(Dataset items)
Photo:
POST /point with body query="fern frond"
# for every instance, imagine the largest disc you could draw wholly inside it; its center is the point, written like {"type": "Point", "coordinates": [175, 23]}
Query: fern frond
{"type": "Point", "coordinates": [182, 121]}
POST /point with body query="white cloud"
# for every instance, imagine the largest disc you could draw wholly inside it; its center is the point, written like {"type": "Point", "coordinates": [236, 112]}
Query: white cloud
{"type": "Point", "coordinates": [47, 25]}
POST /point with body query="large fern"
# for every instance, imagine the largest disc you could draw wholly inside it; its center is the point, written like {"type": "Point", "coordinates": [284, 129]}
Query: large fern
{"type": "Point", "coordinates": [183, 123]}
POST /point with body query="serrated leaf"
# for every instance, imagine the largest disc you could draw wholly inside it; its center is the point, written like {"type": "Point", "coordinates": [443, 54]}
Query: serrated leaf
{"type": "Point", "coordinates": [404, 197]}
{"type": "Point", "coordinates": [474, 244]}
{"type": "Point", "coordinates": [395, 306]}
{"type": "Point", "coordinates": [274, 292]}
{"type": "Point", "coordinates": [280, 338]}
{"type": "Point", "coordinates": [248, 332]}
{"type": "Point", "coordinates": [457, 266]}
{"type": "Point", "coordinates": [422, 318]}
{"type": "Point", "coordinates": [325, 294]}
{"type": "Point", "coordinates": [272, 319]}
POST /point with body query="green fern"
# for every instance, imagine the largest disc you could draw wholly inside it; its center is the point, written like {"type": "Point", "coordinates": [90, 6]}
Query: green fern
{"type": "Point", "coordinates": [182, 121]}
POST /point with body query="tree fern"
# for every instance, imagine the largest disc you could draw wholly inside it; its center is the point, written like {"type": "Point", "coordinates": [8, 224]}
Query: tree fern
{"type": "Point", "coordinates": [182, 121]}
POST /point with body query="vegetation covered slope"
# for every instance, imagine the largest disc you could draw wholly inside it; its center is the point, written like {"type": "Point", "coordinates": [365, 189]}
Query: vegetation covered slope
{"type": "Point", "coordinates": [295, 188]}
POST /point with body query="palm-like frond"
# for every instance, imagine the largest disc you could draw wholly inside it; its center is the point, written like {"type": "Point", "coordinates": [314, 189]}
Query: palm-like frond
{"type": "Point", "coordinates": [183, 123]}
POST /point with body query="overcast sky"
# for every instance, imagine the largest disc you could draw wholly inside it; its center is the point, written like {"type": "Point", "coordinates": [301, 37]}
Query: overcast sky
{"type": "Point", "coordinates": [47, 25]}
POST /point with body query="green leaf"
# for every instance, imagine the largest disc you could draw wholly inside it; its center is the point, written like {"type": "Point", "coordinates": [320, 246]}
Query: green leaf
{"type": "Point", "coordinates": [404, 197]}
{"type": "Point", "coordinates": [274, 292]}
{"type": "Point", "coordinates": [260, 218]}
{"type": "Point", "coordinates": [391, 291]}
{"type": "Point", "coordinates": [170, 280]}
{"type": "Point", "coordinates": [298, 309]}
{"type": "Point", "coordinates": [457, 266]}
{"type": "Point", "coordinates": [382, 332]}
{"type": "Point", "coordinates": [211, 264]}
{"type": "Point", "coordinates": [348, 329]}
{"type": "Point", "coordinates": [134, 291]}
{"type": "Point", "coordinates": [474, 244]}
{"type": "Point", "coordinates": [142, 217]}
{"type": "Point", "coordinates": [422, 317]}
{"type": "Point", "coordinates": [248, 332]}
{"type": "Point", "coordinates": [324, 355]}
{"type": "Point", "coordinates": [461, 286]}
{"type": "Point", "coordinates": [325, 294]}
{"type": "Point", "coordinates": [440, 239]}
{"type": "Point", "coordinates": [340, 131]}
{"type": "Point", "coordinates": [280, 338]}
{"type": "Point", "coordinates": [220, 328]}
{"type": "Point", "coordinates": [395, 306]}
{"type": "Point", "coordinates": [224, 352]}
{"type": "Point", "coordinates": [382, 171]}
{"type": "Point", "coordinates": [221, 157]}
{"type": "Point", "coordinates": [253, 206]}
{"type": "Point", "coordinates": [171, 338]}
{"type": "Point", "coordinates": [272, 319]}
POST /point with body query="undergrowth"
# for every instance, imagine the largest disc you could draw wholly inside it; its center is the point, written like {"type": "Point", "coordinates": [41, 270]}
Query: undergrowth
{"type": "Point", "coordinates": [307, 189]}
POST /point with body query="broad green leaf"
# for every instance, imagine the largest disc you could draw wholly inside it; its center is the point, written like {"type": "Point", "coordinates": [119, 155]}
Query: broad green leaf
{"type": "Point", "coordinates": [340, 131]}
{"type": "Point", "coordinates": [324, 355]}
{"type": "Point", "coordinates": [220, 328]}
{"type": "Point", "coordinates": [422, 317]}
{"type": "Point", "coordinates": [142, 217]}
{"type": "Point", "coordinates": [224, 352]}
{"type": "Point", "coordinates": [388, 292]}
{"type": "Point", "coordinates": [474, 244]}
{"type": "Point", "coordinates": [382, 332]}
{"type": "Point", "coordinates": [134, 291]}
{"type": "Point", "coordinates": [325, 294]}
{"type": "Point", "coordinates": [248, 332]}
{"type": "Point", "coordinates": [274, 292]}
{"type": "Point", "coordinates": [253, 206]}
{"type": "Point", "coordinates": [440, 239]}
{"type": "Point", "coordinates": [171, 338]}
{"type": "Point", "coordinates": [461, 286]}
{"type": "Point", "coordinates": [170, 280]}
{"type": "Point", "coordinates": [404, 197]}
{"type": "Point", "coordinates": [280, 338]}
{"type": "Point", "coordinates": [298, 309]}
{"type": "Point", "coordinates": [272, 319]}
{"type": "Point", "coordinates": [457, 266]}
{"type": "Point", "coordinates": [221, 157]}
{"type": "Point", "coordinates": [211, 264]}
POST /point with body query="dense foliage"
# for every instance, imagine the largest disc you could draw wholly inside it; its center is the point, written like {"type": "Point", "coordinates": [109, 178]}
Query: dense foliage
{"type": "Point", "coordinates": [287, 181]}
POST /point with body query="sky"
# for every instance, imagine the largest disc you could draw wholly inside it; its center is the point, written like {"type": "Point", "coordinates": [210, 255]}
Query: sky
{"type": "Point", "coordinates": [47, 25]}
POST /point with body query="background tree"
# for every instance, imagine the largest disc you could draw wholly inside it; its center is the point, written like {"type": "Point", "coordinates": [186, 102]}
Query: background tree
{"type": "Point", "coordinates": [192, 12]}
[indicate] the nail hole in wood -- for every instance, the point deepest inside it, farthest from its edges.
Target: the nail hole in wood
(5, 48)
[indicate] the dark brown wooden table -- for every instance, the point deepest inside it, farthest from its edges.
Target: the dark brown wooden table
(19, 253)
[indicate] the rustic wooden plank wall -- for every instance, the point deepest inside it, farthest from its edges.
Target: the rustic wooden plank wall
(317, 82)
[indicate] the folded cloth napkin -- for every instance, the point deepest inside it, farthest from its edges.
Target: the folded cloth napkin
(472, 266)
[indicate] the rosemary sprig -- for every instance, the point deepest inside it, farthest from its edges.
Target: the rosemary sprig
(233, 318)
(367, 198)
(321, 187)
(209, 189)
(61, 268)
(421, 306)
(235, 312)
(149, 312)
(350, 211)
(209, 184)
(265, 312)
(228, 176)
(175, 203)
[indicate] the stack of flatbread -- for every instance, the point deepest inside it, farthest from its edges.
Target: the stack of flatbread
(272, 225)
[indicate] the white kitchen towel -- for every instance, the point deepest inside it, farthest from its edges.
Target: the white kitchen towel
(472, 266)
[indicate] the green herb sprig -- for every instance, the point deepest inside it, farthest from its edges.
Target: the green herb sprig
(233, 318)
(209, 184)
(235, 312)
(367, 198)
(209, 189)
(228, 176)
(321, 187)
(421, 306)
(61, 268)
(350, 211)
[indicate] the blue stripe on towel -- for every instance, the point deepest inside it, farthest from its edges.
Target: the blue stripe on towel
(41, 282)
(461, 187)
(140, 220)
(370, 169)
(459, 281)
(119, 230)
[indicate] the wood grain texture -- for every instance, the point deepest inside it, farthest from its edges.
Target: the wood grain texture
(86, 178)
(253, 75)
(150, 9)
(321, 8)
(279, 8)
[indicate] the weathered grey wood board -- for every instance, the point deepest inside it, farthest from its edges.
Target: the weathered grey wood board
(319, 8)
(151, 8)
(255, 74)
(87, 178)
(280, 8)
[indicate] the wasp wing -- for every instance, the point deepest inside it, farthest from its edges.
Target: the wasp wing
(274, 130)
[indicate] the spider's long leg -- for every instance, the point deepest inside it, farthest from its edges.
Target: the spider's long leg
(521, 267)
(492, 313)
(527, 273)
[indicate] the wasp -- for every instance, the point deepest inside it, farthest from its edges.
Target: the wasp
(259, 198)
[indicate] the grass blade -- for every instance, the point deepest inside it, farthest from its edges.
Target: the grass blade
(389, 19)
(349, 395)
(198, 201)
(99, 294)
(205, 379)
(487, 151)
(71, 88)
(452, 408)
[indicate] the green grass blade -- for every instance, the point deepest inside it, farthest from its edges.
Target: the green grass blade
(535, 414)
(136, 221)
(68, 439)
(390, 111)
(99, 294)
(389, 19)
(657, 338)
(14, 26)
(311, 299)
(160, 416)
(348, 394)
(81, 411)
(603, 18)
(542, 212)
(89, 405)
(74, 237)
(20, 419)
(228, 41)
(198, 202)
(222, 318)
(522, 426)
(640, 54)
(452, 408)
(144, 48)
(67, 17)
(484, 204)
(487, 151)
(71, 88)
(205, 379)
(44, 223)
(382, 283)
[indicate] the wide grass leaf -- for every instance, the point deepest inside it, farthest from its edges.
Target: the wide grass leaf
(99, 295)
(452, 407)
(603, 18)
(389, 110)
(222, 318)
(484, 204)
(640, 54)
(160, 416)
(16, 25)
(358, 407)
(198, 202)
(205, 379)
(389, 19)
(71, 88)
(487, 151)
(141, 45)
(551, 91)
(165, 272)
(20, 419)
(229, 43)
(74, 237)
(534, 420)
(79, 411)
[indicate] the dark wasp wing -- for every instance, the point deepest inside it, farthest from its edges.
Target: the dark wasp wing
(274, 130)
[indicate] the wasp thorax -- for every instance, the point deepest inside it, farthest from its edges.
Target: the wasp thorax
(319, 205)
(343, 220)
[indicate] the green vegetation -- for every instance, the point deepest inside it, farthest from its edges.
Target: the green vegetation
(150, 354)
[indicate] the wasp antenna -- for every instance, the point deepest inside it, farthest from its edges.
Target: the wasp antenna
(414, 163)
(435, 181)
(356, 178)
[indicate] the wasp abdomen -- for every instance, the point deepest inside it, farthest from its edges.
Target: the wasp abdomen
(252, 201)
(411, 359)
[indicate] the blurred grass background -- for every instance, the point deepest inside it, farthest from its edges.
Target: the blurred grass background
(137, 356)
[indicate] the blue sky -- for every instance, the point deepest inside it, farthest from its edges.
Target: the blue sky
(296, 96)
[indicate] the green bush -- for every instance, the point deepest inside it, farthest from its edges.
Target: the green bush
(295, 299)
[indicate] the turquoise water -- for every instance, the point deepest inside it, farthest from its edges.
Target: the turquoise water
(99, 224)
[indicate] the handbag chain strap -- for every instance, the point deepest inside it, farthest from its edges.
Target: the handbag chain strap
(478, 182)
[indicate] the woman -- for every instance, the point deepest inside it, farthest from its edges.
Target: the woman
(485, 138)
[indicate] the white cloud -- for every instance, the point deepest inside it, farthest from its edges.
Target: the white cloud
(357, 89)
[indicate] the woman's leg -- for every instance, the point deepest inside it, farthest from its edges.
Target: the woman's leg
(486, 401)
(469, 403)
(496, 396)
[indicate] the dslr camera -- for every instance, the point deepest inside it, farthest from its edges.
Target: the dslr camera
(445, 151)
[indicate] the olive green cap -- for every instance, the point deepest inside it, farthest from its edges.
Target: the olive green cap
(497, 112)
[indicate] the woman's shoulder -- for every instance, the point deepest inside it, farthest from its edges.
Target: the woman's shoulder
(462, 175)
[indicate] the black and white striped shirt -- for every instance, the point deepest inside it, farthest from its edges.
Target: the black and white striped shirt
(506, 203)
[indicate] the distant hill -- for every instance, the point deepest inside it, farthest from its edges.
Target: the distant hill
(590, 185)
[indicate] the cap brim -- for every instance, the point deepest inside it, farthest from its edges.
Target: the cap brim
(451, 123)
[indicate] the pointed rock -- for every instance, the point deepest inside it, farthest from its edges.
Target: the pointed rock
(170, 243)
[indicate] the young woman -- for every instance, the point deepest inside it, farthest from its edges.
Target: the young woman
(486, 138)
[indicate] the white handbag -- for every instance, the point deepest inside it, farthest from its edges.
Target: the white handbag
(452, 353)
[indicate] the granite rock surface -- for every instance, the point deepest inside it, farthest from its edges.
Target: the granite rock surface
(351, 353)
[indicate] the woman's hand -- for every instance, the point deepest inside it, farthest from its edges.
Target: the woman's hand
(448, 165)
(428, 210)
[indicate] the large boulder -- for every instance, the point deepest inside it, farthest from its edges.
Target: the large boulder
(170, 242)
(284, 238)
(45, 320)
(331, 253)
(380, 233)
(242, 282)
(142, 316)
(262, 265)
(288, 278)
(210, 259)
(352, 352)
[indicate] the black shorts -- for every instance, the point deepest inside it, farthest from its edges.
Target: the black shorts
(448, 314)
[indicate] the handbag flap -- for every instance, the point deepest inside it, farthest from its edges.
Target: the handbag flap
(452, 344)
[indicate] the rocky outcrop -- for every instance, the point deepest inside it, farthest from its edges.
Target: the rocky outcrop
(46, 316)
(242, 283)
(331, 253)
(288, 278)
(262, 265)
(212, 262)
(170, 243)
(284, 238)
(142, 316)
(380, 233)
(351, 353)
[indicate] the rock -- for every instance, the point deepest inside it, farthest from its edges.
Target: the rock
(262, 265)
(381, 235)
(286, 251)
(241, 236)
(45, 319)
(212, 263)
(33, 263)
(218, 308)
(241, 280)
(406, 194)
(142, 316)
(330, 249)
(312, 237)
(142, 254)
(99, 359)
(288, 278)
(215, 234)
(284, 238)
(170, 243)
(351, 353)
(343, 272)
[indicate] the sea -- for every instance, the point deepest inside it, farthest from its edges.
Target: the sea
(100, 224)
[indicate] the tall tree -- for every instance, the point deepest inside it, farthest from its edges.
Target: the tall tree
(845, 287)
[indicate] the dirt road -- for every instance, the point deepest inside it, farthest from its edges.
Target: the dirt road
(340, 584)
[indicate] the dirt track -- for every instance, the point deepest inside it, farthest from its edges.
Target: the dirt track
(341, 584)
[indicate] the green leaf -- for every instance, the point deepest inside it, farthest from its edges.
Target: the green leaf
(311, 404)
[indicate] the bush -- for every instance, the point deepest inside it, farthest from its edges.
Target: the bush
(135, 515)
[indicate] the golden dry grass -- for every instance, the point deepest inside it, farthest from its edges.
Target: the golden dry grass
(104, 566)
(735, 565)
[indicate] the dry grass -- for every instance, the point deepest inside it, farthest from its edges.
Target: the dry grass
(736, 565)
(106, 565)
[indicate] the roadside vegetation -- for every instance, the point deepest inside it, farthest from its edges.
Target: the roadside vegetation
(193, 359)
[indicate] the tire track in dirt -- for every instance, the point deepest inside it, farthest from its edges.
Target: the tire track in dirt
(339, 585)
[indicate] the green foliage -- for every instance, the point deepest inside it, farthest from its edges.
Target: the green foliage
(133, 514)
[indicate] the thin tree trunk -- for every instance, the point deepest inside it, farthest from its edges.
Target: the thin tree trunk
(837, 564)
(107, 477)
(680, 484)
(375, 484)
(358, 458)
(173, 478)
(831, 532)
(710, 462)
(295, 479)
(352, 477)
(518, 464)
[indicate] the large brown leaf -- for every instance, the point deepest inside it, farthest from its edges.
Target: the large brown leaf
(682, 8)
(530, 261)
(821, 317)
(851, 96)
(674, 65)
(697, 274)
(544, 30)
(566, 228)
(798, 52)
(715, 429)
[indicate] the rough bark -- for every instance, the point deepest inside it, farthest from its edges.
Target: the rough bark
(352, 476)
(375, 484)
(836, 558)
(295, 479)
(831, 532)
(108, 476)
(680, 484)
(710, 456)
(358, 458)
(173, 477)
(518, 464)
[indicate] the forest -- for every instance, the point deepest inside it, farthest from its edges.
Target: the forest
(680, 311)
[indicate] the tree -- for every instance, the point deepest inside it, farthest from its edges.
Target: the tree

## Problem to solve
The required answer is the run of lines above, starting at the line with "[indicate] the green grass" and ending at the line with "[indicate] the green bush", reproduced exactly with both ends.

## Answer to this task
[indicate] the green grass blade -- for every instance, the point deepest inside it, farthest from its edges.
Target: the green grass blade
(535, 414)
(136, 221)
(68, 439)
(390, 111)
(99, 294)
(389, 19)
(657, 338)
(14, 26)
(311, 299)
(160, 416)
(348, 394)
(81, 411)
(603, 18)
(542, 212)
(89, 405)
(74, 237)
(20, 419)
(228, 41)
(198, 202)
(222, 318)
(522, 426)
(640, 54)
(452, 408)
(144, 48)
(67, 17)
(484, 204)
(487, 151)
(71, 88)
(205, 379)
(44, 223)
(382, 283)
[indicate] the wide grass leaf -- for every instance, the point deepest inside it, farthest from its edges.
Target: the wide grass leaf
(99, 295)
(452, 407)
(603, 18)
(389, 110)
(222, 318)
(484, 204)
(640, 54)
(160, 416)
(16, 25)
(358, 407)
(198, 202)
(205, 379)
(389, 19)
(71, 88)
(487, 151)
(141, 45)
(551, 91)
(165, 272)
(20, 419)
(229, 43)
(74, 237)
(534, 420)
(79, 411)
[indicate] the dark wasp wing -- for every instance, the point deepest inside it, farthest from its edges.
Target: the dark wasp wing
(274, 130)
[indicate] the wasp thorax -- for every instance, the point deepest inside it, farthest from its edges.
Target: the wasp thorax
(319, 205)
(343, 220)
[indicate] the green vegetation -- for every instance, the point deepest inside it, farthest from its edges.
Target: the green vegetation
(150, 354)
[indicate] the wasp antenna -- for every instance, the point deepest inside it, farthest from its edges.
Target: the wasp antenna
(414, 163)
(435, 181)
(356, 178)
[indicate] the wasp abdomen -- for every instance, the point deepest inside it, farthest from its edges.
Target: the wasp abdomen
(252, 201)
(411, 359)
[indicate] the blurred grass background -- for every instance, the point deepest inside it, farthest from its edges.
Target: the blurred grass background
(137, 356)
[indicate] the blue sky -- for every instance, the point deepest inside it, farthest from its edges.
Target: the blue sky
(296, 96)
[indicate] the green bush -- for every instance, the point deepest inside it, farthest from its edges.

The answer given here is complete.